CONSIGNE ÉCRITE 1: D'après le passage présenté, qu'est-ce qui s'échappe d'un conduit en briques sur les toits ?
CONSIGNE ÉCRITE 2: Relevez chaque ligne des entrées contenant la chaîne « foliage ».

PASSAGE PRÉSENTÉ:
****************************************

Le Quotidien d'Oran, jeudi 5 février 2009
Akram Belkaïd, Paris
En février, l'aube à Paris est le plus souvent hideuse. L'hiver ne lui offre qu'une pauvre parure déchiquetée et ne tolère d'elle qu'une arrivée clandestine. Honteuse, certainement craintive face à la pénombre, la lumière prend son temps avant de s'installer. Dans la cour intérieure, tout n'est qu'ombres et formes incertaines.
Les sapins ne sont qu'une masse compacte, vaguement menaçante. Ils ressemblent à de mauvais garçons qui avancent épaules contre épaules, à la recherche d'un malheureux à dépouiller. Derrière eux, les volets fermés des proches immeubles témoignent de vies en suspens et de sommeils qui vont bientôt s'achever. D'une lucarne sans rideaux, s'échappent les ondoiements blafards d'un poste de télévision déjà allumé ou peut-être, c'est plus probable, jamais éteint. Sur les toits, une dense fumée s'échappe d'un conduit en briques. Il n'y a rien dans tout cela qui fouette et donne envie. L'insomniaque ne peut alors que regretter le chaud confort de ses draps.
Mais ce matin, les choses sont bien différentes. Une bonne nouvelle est arrivée, de celles que l'on attribue aux bienfaits du Créateur. La neige est tombée pendant la nuit et les flocons dansent encore autour des arbres aux branches chargées. Ce n'est pas vraiment le point du jour mais la lumière est partout et le ciel, comme le sol, est blanc. C'est un éclat inhabituel, comme si un projecteur invisible venait d'être braqué sur la ville. Les sapins ne sont plus une menace mais une invitation au souvenir. On dirait l'avant-garde d'une forêt alpine habillée de sa robe hivernale.

****************************************

Extraits de données d'annotation de localisation:
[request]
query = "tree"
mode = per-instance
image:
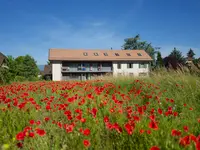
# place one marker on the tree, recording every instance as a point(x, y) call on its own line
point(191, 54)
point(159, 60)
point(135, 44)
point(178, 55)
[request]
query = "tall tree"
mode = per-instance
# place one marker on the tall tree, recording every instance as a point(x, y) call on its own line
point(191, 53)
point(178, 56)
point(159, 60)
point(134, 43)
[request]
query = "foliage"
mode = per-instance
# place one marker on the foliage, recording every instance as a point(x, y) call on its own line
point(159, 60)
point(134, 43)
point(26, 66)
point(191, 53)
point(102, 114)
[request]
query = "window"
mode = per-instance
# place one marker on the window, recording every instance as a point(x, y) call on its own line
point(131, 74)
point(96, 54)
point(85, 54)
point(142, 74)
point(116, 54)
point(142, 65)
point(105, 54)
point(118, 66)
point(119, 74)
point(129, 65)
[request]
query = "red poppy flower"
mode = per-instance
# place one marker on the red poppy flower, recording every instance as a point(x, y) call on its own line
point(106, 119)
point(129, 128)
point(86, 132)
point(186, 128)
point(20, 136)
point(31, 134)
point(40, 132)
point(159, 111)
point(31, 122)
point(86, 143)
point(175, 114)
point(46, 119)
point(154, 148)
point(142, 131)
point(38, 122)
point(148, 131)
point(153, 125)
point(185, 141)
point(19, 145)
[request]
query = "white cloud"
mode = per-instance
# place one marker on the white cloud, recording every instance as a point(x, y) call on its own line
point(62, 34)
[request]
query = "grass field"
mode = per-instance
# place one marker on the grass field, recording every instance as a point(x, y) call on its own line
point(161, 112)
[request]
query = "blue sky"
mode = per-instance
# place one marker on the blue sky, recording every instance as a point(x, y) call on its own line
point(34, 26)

****************************************

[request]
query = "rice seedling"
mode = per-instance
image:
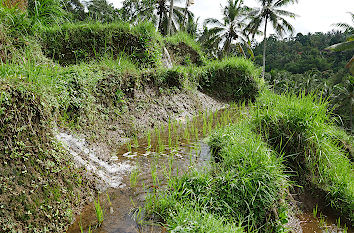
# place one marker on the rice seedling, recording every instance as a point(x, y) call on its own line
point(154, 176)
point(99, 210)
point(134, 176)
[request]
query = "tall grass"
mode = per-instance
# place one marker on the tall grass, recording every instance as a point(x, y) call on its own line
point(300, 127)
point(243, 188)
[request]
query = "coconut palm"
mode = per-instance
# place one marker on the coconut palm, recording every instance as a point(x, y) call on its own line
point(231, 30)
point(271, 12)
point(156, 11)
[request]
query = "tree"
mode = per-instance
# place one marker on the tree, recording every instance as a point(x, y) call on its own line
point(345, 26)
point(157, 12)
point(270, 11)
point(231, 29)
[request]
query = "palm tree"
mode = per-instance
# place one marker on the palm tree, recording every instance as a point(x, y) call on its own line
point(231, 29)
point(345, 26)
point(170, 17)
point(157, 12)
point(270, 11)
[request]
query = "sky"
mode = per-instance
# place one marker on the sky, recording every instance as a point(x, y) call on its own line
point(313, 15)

****************************************

RÉSULTAT 1: Une dense fumée.

RÉSULTAT 2:
query = "foliage"
# place one marker on the foliage, recording every instance as a point(x, y) call on its own line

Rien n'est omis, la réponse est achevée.